§ Requirement: Reproduce every line of the data below without any change.

§ The data:
————————

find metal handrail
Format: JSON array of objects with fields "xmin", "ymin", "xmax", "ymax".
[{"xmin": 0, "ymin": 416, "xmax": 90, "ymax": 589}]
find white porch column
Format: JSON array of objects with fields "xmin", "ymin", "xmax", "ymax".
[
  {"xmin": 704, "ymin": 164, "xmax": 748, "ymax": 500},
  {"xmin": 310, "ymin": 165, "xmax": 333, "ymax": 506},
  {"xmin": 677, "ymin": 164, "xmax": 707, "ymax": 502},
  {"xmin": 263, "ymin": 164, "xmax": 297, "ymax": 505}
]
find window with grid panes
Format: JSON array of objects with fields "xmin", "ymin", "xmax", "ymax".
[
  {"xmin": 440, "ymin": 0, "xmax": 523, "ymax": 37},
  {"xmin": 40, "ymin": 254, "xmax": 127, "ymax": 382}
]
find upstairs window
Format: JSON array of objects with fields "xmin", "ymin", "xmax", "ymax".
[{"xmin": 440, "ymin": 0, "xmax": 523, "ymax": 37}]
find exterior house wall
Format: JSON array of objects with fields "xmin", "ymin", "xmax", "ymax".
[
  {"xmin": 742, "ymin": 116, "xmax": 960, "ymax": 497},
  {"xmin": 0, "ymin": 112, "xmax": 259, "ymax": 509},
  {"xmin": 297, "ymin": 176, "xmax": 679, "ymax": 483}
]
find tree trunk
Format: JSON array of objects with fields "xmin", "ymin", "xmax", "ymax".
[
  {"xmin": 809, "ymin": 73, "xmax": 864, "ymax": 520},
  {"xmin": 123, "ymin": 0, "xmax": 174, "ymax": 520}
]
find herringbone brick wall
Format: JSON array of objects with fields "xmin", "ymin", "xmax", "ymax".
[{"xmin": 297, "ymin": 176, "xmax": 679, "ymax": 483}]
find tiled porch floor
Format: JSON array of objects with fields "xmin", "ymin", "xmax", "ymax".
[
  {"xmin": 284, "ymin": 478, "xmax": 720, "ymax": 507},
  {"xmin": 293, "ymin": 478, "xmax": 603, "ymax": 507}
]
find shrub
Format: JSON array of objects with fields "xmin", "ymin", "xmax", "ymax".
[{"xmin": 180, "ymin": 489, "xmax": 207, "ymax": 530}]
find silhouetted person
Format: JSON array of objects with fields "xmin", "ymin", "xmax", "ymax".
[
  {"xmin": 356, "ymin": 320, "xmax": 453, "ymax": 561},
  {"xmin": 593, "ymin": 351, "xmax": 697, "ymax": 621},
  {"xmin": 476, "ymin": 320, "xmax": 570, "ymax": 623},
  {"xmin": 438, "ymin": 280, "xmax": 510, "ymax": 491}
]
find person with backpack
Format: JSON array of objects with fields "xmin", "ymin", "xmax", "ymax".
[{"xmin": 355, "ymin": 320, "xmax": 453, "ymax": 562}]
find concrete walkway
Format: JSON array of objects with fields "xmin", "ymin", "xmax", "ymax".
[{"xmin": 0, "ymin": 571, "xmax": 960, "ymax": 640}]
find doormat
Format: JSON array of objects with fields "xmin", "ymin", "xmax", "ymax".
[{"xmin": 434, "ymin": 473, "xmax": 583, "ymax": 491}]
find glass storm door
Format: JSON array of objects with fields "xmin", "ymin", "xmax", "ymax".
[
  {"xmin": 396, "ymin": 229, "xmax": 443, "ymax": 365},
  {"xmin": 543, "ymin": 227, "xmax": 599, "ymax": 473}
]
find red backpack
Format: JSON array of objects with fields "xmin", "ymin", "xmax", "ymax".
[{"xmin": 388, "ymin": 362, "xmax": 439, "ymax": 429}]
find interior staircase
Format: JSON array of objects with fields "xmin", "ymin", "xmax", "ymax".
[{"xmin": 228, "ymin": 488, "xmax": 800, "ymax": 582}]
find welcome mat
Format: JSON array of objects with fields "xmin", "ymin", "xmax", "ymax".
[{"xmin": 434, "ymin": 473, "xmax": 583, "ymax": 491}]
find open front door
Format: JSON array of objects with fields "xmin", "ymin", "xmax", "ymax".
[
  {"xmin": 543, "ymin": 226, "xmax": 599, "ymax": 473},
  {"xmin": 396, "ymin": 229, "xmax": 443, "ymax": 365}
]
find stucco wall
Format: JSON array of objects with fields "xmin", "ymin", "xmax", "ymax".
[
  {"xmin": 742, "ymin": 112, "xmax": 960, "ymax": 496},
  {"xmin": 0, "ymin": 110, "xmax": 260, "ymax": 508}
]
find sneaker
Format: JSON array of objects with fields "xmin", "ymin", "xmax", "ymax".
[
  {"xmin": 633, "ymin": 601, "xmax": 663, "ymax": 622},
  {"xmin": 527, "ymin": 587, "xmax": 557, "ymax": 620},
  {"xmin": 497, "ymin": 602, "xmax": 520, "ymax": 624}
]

————————

§ Solution:
find metal handrail
Format: JSON array of objects with fields "xmin", "ymin", "xmax", "ymax".
[{"xmin": 0, "ymin": 416, "xmax": 90, "ymax": 589}]
find white porch column
Format: JSON array of objects with fields "xmin", "ymin", "xmax", "ymax".
[
  {"xmin": 704, "ymin": 164, "xmax": 748, "ymax": 500},
  {"xmin": 310, "ymin": 165, "xmax": 333, "ymax": 506},
  {"xmin": 677, "ymin": 164, "xmax": 707, "ymax": 502},
  {"xmin": 263, "ymin": 164, "xmax": 297, "ymax": 505}
]
find window with grid panes
Format: JSON array of objects with fields "xmin", "ymin", "xmax", "ymax".
[
  {"xmin": 440, "ymin": 0, "xmax": 523, "ymax": 37},
  {"xmin": 40, "ymin": 254, "xmax": 127, "ymax": 382}
]
find upstairs window
Format: JSON array of objects with fields "xmin", "ymin", "xmax", "ymax".
[{"xmin": 440, "ymin": 0, "xmax": 523, "ymax": 37}]
find exterior house wall
Format: JSON array of objects with fields "xmin", "ymin", "xmax", "ymax".
[
  {"xmin": 742, "ymin": 116, "xmax": 960, "ymax": 497},
  {"xmin": 0, "ymin": 112, "xmax": 259, "ymax": 509},
  {"xmin": 297, "ymin": 176, "xmax": 679, "ymax": 483}
]
find tree trunk
Format: JSON array of objects with fields "xmin", "ymin", "xmax", "ymax".
[
  {"xmin": 809, "ymin": 73, "xmax": 864, "ymax": 520},
  {"xmin": 123, "ymin": 0, "xmax": 174, "ymax": 520}
]
find herringbone brick wall
Format: JSON array of objects with fields "xmin", "ymin", "xmax", "ymax".
[{"xmin": 297, "ymin": 176, "xmax": 679, "ymax": 483}]
find tiled porch floor
Format: JSON array of objects with fields "xmin", "ymin", "xmax", "ymax".
[
  {"xmin": 284, "ymin": 478, "xmax": 720, "ymax": 507},
  {"xmin": 293, "ymin": 478, "xmax": 603, "ymax": 507}
]
find shrub
Format: JSON array of objects with fields "xmin", "ymin", "xmax", "ymax".
[{"xmin": 180, "ymin": 489, "xmax": 207, "ymax": 530}]
find silhouetted person
Format: JSON array of objects with fields "xmin", "ymin", "xmax", "ymax".
[
  {"xmin": 356, "ymin": 320, "xmax": 453, "ymax": 561},
  {"xmin": 593, "ymin": 351, "xmax": 697, "ymax": 621},
  {"xmin": 476, "ymin": 320, "xmax": 570, "ymax": 623},
  {"xmin": 438, "ymin": 280, "xmax": 510, "ymax": 491}
]
find person with backpack
Format: JSON array of objects with fields "xmin", "ymin", "xmax", "ymax".
[{"xmin": 355, "ymin": 320, "xmax": 453, "ymax": 562}]
find concrete walkway
Format: JSON array of objects with fields "xmin", "ymin", "xmax", "ymax".
[{"xmin": 0, "ymin": 571, "xmax": 960, "ymax": 640}]
find doormat
Format: JSON array of objects with fields "xmin", "ymin", "xmax", "ymax".
[{"xmin": 434, "ymin": 473, "xmax": 583, "ymax": 491}]
find glass storm door
Format: JSON array of objects with fields "xmin", "ymin", "xmax", "ymax".
[
  {"xmin": 396, "ymin": 229, "xmax": 443, "ymax": 365},
  {"xmin": 543, "ymin": 227, "xmax": 599, "ymax": 473}
]
find red backpack
Format: JSON array of objects with fields "xmin", "ymin", "xmax", "ymax".
[{"xmin": 388, "ymin": 362, "xmax": 439, "ymax": 429}]
find interior staircase
Format: JSON array of objects with fields "xmin", "ymin", "xmax", "ymax".
[{"xmin": 228, "ymin": 488, "xmax": 800, "ymax": 582}]
find welcome mat
Format: JSON array of objects with fields "xmin", "ymin", "xmax", "ymax".
[{"xmin": 434, "ymin": 473, "xmax": 583, "ymax": 491}]
find open front door
Format: JSON array of objects with fields "xmin", "ymin", "xmax", "ymax".
[
  {"xmin": 543, "ymin": 226, "xmax": 599, "ymax": 473},
  {"xmin": 396, "ymin": 229, "xmax": 443, "ymax": 365}
]
find stucco wall
Format: JSON array of objects with fields "xmin", "ymin", "xmax", "ymax".
[
  {"xmin": 742, "ymin": 112, "xmax": 960, "ymax": 496},
  {"xmin": 0, "ymin": 110, "xmax": 260, "ymax": 508}
]
find sneaker
Format: JSON array of objects with fields "xmin", "ymin", "xmax", "ymax".
[
  {"xmin": 633, "ymin": 601, "xmax": 663, "ymax": 622},
  {"xmin": 527, "ymin": 587, "xmax": 557, "ymax": 620},
  {"xmin": 497, "ymin": 602, "xmax": 520, "ymax": 624}
]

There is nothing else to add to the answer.